▶ [INSTRUCTIONS TO FOLLOW] Please count how many lines in the records below contain the string "left" and reply with the number only.
[BEGIN]
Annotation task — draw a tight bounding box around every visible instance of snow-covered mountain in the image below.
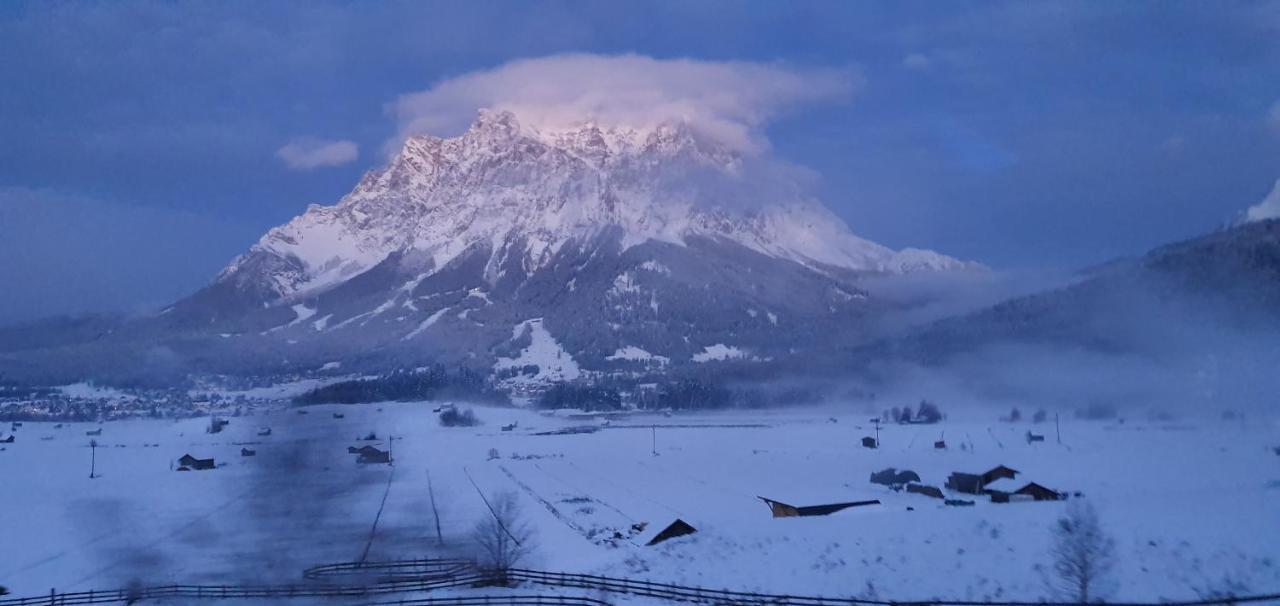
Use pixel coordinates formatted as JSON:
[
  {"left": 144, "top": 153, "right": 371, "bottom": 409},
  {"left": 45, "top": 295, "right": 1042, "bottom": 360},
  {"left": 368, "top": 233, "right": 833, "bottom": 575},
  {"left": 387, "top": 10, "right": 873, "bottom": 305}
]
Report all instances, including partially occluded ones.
[END]
▶ [RESPONSE BELOW] 4